** TASK **
Line by line, copy the material below exactly.

*** Begin section ***

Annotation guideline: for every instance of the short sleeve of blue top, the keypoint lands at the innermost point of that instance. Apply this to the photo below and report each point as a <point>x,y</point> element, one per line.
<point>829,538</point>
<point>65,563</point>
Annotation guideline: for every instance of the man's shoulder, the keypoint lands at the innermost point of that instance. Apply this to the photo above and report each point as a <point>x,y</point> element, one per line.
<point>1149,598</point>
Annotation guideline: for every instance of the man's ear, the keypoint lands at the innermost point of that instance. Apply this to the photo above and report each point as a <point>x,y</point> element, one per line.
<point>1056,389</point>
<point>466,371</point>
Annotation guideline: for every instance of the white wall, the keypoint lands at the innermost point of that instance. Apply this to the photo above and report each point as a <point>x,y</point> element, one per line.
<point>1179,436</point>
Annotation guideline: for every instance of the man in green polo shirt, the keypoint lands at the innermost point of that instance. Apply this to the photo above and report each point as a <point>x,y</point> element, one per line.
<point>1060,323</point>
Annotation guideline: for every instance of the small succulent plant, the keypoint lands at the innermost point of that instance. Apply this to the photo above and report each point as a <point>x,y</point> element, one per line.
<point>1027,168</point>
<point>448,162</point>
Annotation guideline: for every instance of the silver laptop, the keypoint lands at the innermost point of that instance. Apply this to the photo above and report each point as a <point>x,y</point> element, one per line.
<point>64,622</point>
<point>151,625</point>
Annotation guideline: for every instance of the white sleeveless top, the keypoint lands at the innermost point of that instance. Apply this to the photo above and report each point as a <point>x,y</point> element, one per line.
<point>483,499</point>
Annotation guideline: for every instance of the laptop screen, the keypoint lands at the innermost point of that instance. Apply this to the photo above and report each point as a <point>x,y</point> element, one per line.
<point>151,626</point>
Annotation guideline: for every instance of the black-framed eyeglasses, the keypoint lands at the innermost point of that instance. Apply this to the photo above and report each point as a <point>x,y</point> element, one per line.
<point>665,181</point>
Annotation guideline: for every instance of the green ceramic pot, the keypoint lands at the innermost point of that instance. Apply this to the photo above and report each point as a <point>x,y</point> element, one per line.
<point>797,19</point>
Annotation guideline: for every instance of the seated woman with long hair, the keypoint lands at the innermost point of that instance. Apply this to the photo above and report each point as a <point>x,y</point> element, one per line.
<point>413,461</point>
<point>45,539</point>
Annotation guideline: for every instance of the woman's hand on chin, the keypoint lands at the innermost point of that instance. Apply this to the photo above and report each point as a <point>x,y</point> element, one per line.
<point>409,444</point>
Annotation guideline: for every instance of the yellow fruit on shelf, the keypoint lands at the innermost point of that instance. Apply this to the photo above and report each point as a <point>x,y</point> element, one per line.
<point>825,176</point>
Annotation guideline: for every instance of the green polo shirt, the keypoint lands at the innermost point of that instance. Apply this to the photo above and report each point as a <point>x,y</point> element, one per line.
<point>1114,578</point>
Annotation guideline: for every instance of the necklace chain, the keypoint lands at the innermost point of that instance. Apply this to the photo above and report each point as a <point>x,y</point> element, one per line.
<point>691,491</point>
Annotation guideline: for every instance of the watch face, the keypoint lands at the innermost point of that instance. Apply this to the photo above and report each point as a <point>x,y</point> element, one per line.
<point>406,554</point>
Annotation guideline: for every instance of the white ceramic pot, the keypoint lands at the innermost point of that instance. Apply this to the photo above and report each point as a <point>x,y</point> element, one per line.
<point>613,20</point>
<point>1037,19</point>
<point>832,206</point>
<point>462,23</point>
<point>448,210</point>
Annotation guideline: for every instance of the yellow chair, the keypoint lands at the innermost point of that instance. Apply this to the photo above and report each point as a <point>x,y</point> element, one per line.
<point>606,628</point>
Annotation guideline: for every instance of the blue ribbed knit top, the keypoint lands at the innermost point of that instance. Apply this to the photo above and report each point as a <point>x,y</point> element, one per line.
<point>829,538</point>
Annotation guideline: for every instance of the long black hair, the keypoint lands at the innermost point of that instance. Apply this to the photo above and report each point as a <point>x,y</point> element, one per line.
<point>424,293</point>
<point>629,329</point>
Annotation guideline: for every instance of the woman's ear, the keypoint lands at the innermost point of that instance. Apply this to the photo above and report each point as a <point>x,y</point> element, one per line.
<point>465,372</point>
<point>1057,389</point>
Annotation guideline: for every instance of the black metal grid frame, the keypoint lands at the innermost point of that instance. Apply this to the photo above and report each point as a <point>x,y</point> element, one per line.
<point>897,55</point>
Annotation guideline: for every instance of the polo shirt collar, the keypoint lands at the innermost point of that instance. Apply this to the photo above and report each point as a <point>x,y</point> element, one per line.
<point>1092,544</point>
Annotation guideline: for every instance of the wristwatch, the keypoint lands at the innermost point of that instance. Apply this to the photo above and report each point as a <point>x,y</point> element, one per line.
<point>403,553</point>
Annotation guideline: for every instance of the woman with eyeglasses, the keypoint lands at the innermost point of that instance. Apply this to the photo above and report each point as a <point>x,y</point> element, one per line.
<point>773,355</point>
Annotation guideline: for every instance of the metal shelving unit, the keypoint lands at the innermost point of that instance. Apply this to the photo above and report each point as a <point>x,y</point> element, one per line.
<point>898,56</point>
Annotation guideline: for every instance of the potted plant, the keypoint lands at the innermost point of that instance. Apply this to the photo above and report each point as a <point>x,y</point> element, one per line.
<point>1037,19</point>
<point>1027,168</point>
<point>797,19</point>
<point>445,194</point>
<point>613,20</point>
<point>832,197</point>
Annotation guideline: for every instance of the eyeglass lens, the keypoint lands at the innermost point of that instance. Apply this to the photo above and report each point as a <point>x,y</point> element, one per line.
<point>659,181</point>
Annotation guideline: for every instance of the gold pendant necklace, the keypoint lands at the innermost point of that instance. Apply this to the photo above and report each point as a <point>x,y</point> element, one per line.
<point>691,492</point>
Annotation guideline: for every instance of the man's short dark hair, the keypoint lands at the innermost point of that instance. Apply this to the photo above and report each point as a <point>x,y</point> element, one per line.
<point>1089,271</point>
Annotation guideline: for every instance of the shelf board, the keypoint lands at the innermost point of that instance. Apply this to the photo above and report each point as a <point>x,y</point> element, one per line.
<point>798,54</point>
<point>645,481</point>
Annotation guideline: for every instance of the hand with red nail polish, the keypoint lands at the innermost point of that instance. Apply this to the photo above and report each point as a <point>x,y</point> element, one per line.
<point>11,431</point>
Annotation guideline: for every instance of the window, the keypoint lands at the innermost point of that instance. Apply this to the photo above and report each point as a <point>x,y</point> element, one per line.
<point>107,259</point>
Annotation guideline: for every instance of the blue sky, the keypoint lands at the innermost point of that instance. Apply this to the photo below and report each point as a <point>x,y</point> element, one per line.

*** End section ***

** RESPONSE BELOW **
Annotation guideline: for every instance of the short sleeve of blue top, the keypoint lands at the innermost point of that instance. Apply this to the photo below and report each point as a <point>x,y</point> element, one per line.
<point>829,538</point>
<point>65,563</point>
Annotation guideline: for every instance of the man's shoulder, the keypoint lands at the innermost point of that instance. Apply this to the photo above and report each point as a <point>x,y</point> element, one per line.
<point>1149,598</point>
Annotation guideline: for every instance of the man's ear, the keypoint lands at the innermost point of that instance. Apply this to the photo above and report each point as a <point>x,y</point> element, one per line.
<point>1056,389</point>
<point>466,371</point>
Annotation guideline: for every instance of the white wall, the keypoint lands at the innermost point of that instance. Apply this to the photo above and report each point as a <point>x,y</point> element, one per line.
<point>1179,436</point>
Annotation guideline: for every instance of the man in green polo shirt, the keypoint lands at the innermost point of that instance. Apply this to the photo above and report each point as a <point>x,y</point> element, one per line.
<point>1060,323</point>
Annotation guideline: for every instance of the small succulent plant, the keypoint lands at the innermost point of that instance. Apply this to the photo above and report each point as a <point>x,y</point> element, one per line.
<point>1027,168</point>
<point>448,162</point>
Annotation guideline: for every instance of the silver laptop, the keypoint lands at the innermost point of that instance. Apply this to the photo above and report each point as a <point>x,y</point> element, one per line.
<point>64,622</point>
<point>151,625</point>
Annotation guideline: for every instance of the white sleeveless top, the keypoint lands at the innermost point of that instance. Apply this to the photo above and report each point as a <point>x,y</point> element, one per line.
<point>483,499</point>
Annotation guideline: for every instance of the laptop screen, the keypoint lands at the innermost point of that instance. Apply this to the photo above and report each point as a <point>x,y</point> element, one per line.
<point>151,626</point>
Annotation guideline: for every instance of the black-framed eyeglasses, the keypoint lands at the innermost point of that instance. Apply this to the photo above and report each point as a <point>x,y</point> element, one per line.
<point>665,181</point>
Annotation guideline: for every instance of the green ceramic pot, the keypoint lands at the innermost point of that instance. Apply this to the photo above and report each point as a <point>x,y</point> element, one per line.
<point>797,19</point>
Annotation guideline: for every instance of the seated woman with long hair, the keypoint lands at the innermost point of that instance. Apply this to the photo above and report each point as a <point>x,y</point> element, one per line.
<point>413,461</point>
<point>45,539</point>
Annotation guideline: for every instance of the woman's hand on chin, the keypoint lands at the innermost point of that instance. Apply this to the photo above and report each point as a <point>x,y</point> element, one per line.
<point>409,444</point>
Annotation guideline: for every instance of the yellow fruit on shelf, the keypoint lands at the innermost point of that instance. Apply this to the photo above and report each point as a <point>x,y</point> element, one per line.
<point>825,176</point>
Annotation guideline: for every instance of the green polo shirt, the keypoint lands at the innermost point of that instance. Apply this to the photo above and report each point as a <point>x,y</point> element, one per line.
<point>1114,578</point>
Annotation guideline: for every instance of the necklace chain, the keypoint lands at the innermost point of that instance. Apply this to the photo above and report each point as a <point>x,y</point> element, one per line.
<point>691,491</point>
Annotation guideline: for every instance of the watch face, the keypoint lands at the innermost point of that instance. Apply this to the photo above and report each point as a <point>x,y</point> element, one per line.
<point>406,554</point>
Annotation guideline: for every instance of the white ceramic pot, the keypoint lands at the innermost point of that instance. Apply this to the photo above and report each point as a <point>x,y</point> element, one per line.
<point>613,20</point>
<point>1037,19</point>
<point>832,206</point>
<point>462,23</point>
<point>448,210</point>
Annotation guideline: for every instance of the yellow chair, the keypoint lands at the innermost point of that instance. Apply this to the photo above and report each point as a <point>x,y</point> element, one per line.
<point>606,628</point>
Annotation guideline: for every instance of the blue ribbed knit top, the keypoint lands at the innermost point of that instance. Apply this to the photo above and report each point as a <point>x,y</point> element, one per line.
<point>829,538</point>
Annotation guideline: for every instance of the long black hair, the keypoint lands at the innermost point of that instance. Apply this to the photo above and report each point as a <point>x,y</point> element, one per line.
<point>424,293</point>
<point>629,329</point>
Annotation guideline: for every instance of the woman's ear, the keypoint lands at the innermost point of that instance. Apply this to the photo above and report each point as a <point>x,y</point> element, one per line.
<point>465,372</point>
<point>1057,389</point>
Annotation guideline: for every instance of the black metal grid frame, the keypoint lands at the innermost point of that instance. Apply this to the photo above and report each point as a <point>x,y</point> element, one per line.
<point>897,55</point>
Annotation guideline: for every instance of the polo shirt collar, the keypoint lands at the innermost point of that instance. Apply this to the photo above and report each point as a <point>x,y</point> element, one per line.
<point>1092,544</point>
Annotation guideline: for every instance of the wristwatch, the keypoint lands at the innermost point of that instance. Apply this to the photo above and report each point as a <point>x,y</point> element, one per line.
<point>403,553</point>
Annotation guideline: for every instance of the woman with eyeglasses, the keypoint lands at the innermost point of that instance. Apply this to the photo above and report each point as a <point>x,y</point> element, one per line.
<point>773,355</point>
Annotation guideline: for every instance of the metal shelving unit, the keypoint lands at the innermost point of that instance. Apply this to the photo above and report each point as a <point>x,y</point> element, one per line.
<point>898,56</point>
Annotation guideline: for every instance of the potted plant, the keypoint lands at the innermost point of that instance. Apply this to the photo above and report each point as a <point>x,y</point> element, one per line.
<point>1037,19</point>
<point>1027,168</point>
<point>797,19</point>
<point>445,194</point>
<point>613,20</point>
<point>832,197</point>
Annotation guideline: for every instance of the eyeglass lens, the keypoint lands at the innermost point of that instance. Apply this to the photo above and report each point as a <point>x,y</point> element, one per line.
<point>659,181</point>
Annotation guideline: for every instance of the gold pendant necklace, the keypoint lands at the innermost point of that instance. Apply this to the photo above and report each point as a <point>x,y</point> element, one per line.
<point>691,492</point>
Annotation guideline: for every instance of the man's short dark hair, the keypoint lands at the innermost point of that instance. Apply this to the photo above and report each point as a <point>x,y</point> element, one per line.
<point>1089,271</point>
Annotation guideline: for every instance of the shelf board, the keypoint lands at the innermost point of that instance. Apply this to the photo above and report each point as a <point>x,y</point> element, one per line.
<point>798,54</point>
<point>645,481</point>
Annotation guideline: for every instance of the hand with red nail polish, the keypoint lands at the innermost point of that instance. Apply this to the photo above and report each point as a <point>x,y</point> element, one per line.
<point>11,431</point>
Annotation guideline: for every instance of the window, the keypoint lands at the innermost point of that instance. Apply this to the photo above and report each point as a <point>x,y</point> element, one per line.
<point>107,259</point>
Annotation guideline: for every instance of the blue sky, the keypoint lands at the innermost point of that instance. Apply this to the photo below and report each point as a <point>x,y</point> element, one per line.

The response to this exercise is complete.